Output as a numbered list the lines below, from the line with "of the rural" up to and including the line with "(1278, 788)", leaving out any blank lines.

##### Extracted material #####

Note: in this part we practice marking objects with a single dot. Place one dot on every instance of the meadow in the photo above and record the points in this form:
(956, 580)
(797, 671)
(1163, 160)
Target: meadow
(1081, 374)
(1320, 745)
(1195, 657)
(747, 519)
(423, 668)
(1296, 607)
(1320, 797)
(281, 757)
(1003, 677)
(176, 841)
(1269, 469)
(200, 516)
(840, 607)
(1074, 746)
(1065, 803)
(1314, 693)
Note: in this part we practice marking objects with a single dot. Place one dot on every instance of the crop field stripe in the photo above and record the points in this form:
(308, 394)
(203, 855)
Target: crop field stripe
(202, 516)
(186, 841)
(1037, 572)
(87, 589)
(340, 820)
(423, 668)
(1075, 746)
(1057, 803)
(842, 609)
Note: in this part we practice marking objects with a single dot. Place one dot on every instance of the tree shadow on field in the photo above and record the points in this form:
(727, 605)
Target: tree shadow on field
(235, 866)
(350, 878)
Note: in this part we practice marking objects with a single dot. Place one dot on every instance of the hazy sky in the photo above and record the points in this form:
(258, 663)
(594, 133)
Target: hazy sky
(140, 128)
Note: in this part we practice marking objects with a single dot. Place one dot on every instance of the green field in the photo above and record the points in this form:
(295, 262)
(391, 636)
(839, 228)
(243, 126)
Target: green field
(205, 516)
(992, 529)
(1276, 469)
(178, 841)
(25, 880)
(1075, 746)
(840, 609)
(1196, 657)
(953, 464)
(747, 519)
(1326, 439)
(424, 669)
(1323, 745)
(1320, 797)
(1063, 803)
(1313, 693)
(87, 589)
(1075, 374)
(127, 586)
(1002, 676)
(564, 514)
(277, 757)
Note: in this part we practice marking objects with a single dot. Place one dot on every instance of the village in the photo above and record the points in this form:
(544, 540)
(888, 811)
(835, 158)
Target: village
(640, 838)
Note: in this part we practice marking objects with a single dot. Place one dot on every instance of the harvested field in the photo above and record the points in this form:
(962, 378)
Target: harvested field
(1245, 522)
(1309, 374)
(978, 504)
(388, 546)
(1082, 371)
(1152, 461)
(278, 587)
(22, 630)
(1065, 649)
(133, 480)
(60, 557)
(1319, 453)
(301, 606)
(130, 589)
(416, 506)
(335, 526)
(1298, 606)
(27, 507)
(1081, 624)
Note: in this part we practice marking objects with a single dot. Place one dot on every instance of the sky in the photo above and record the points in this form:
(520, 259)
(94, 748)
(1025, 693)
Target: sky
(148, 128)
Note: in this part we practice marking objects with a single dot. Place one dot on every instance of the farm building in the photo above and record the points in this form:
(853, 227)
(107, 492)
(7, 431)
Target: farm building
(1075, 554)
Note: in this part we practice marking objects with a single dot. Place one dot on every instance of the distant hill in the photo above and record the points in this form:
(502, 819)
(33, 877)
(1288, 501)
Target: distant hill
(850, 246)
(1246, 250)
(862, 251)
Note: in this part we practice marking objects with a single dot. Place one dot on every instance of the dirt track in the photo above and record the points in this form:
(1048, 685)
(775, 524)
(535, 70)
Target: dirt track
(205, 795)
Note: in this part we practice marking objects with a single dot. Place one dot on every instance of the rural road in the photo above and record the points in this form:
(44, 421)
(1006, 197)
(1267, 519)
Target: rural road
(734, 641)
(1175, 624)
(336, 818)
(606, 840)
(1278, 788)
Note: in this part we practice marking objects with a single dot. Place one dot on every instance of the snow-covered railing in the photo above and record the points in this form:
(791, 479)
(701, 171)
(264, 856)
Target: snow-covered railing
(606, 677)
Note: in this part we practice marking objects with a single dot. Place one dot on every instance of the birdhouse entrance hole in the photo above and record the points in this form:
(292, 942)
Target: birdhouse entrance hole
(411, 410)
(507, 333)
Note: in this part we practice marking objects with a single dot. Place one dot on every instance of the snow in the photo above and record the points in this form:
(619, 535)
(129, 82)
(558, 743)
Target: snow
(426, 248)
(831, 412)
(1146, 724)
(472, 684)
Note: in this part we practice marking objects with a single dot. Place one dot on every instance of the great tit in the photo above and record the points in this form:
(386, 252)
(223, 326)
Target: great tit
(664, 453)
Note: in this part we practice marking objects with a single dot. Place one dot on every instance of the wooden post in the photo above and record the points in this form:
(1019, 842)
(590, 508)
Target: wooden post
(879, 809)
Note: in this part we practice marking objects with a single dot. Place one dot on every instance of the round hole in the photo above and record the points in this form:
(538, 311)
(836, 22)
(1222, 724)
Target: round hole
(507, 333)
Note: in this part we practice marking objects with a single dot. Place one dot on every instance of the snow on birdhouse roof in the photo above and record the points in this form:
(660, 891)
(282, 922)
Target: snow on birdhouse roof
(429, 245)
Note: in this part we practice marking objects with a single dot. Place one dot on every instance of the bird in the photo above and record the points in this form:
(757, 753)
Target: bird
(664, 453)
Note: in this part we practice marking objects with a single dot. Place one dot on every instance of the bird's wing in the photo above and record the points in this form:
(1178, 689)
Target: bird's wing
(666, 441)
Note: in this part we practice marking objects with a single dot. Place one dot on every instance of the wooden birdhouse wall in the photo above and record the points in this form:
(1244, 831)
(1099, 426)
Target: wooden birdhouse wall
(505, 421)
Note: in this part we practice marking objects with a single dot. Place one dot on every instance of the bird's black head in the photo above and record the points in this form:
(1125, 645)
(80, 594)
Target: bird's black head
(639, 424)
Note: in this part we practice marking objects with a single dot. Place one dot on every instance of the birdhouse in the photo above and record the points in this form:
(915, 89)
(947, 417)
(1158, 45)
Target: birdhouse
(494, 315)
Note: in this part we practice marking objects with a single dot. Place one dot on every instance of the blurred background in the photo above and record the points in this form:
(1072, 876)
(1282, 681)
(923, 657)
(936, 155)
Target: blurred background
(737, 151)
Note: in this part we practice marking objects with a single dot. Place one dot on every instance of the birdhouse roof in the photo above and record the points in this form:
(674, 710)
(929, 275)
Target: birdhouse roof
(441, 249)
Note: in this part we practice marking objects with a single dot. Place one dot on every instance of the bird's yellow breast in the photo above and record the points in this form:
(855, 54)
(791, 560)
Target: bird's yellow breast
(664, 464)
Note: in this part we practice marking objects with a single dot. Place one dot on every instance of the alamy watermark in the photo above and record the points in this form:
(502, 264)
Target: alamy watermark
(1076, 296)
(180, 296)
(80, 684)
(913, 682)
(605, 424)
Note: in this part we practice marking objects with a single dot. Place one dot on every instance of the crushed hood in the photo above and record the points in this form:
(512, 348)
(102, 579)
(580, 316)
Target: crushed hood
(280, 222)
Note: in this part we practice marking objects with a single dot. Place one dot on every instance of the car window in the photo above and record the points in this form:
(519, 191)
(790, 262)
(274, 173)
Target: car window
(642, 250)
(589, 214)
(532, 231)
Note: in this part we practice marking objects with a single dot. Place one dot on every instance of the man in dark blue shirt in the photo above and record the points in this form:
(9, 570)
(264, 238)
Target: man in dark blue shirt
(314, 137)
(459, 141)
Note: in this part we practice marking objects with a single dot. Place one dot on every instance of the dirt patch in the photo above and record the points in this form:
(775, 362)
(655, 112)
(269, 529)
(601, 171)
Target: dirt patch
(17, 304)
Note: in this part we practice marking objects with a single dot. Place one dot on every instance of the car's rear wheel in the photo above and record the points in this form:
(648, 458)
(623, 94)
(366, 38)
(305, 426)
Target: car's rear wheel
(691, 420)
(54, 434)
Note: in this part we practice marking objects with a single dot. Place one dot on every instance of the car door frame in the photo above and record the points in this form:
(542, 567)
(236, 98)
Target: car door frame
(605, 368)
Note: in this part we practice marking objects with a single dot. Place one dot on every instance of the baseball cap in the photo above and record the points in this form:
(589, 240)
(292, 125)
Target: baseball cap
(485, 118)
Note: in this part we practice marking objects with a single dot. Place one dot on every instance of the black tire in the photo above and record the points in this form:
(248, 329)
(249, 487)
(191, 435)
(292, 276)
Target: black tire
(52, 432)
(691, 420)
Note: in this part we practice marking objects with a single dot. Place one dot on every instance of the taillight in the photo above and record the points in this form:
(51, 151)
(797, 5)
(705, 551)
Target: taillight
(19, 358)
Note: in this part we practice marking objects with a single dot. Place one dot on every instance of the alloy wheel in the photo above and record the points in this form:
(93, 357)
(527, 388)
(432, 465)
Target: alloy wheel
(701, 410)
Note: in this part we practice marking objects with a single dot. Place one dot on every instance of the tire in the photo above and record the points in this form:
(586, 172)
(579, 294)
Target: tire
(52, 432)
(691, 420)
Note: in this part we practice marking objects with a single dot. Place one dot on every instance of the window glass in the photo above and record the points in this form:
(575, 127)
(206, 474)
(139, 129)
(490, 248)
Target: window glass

#####

▶ Full answer
1. Note: in this part we practice marking objects with a single dot. Place one dot on every instance of the rural road in the photo above and record the points in this form:
2. (44, 421)
3. (1006, 197)
4. (1267, 519)
5. Target: rural road
6. (734, 641)
7. (1175, 624)
8. (336, 818)
9. (606, 840)
10. (1278, 788)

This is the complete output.